◆ TO DO
Make an exact copy of the records that follow, with each picture omitted.
____ SOURCE MATERIAL
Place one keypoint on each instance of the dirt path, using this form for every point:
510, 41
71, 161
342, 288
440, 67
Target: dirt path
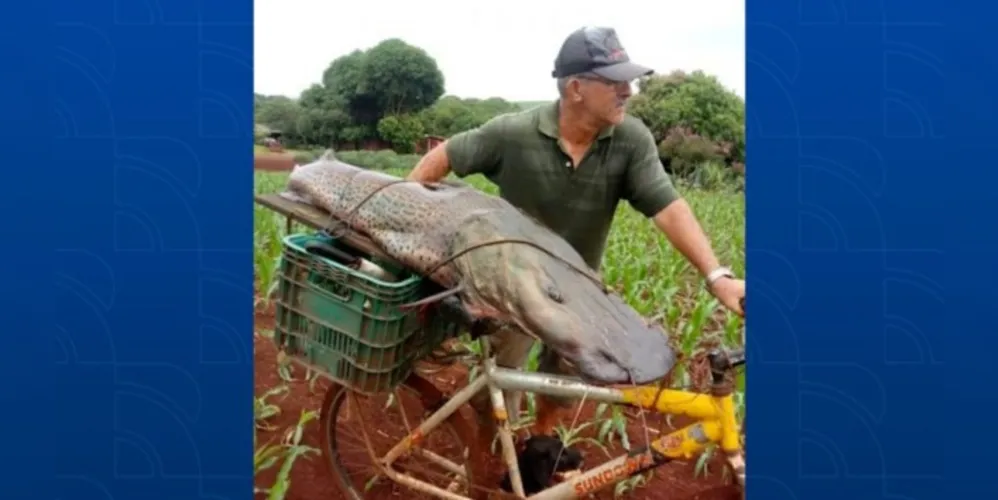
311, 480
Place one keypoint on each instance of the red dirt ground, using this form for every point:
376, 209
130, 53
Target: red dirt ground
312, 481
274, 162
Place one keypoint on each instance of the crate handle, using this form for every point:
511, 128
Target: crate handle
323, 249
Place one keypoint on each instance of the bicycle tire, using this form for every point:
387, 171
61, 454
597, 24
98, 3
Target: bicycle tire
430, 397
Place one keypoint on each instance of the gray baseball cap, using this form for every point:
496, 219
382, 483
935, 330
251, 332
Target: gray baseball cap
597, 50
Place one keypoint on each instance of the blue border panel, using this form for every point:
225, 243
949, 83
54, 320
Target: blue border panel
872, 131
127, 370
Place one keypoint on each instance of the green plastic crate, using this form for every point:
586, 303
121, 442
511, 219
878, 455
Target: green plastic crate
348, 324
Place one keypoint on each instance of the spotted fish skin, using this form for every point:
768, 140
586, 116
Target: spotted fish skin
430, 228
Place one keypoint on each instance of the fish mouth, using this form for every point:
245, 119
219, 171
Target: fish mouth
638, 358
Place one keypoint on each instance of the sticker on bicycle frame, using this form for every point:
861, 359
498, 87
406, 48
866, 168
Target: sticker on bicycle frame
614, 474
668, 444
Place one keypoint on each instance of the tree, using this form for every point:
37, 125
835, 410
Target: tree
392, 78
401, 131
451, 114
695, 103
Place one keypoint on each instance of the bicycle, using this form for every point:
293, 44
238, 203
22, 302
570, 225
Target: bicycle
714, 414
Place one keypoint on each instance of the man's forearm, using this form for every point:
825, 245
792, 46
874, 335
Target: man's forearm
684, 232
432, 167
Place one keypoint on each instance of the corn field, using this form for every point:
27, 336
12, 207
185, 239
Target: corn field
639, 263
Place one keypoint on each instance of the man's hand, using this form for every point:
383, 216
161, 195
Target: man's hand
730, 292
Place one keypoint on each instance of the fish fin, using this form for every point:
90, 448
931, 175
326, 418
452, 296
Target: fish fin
________
◆ WRITTEN SOLUTION
Place one keypoint on each instance of the dirt path, using this form for every point:
510, 41
71, 161
342, 288
440, 67
Target: dirt path
311, 480
Place one keypoint on each instance of the red dirt ground, using this form for every point:
376, 209
130, 53
Target: red dirt ground
312, 481
274, 162
Place one keypoint on each instance of the crate handle, using this form for every point:
511, 128
Target: crate handle
323, 249
Place one keypoint on each instance of the bicycle tire, using this form for every point:
387, 171
61, 454
597, 24
98, 3
Target: bicycle tire
430, 397
Place one keypoint on each instance of the gray baseball cap, using this form for every point:
496, 219
382, 483
935, 330
251, 332
Target: gray baseball cap
597, 50
Place one keypoint on each instance of the blue border panel, using this form for every point:
225, 243
949, 83
54, 320
Target: blue border panel
872, 131
127, 370
Place one keypoint on each instance of the green plastic crate, using this form for every point:
586, 303
121, 442
511, 219
878, 455
Target: green plastic crate
348, 324
Place one keypoint on each instance of the spotted fish skin, using this form for every point:
768, 140
586, 116
Target: spotted fish skin
430, 228
Place one keypoint on each instance of the fish mouth, using this form for every point:
245, 119
219, 171
Target: fish mouth
638, 358
Place one keypoint on each instance of the sticker on bicycle frame, using this form for every point:
861, 359
498, 87
406, 48
866, 168
Target: sticker on bicycle frame
614, 474
668, 444
Place one keypoint on each instance of the tree, using this form for every point:
37, 125
835, 410
Target: tree
392, 78
401, 131
451, 114
695, 103
Place one keypoint on each instance of the bicycle, using this form for every point:
293, 44
238, 203
22, 302
570, 225
Target: bicycle
714, 414
Place one keypoint on each instance of the man's forearm, using this form for every point:
825, 245
792, 46
874, 335
Target: man's forearm
684, 232
432, 167
Place one keypoint on each instance of the corn field, using this form for every point:
27, 336
12, 207
185, 239
Target: corn field
639, 263
Place one keypoint on each instance of the man's hand, using this form for every point:
383, 216
161, 195
Target: man's hand
730, 292
Place one keypoint on each instance of the fish fin, using this form for every point:
90, 448
931, 175
326, 418
452, 296
Target: fish fin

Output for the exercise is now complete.